=== DATASET CONTENT ===

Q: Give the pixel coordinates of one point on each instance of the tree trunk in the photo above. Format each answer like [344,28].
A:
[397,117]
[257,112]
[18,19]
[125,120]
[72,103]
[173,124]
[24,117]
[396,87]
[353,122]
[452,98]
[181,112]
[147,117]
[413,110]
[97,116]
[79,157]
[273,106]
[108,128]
---
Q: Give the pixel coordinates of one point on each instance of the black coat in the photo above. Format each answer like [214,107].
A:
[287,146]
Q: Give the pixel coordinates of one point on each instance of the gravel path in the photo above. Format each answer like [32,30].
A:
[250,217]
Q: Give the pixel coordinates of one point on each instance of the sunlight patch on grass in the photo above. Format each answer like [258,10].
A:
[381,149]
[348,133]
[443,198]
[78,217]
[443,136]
...
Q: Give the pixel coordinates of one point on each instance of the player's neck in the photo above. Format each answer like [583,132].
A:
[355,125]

=== WORK TO COMPLETE ===
Pick out and copy each line above that contains the word "neck". Case counts.

=== FINISHED TASK ===
Q: Give the pixel coordinates of one point on each instance of the player's neck in the photo above. Format each answer like [583,132].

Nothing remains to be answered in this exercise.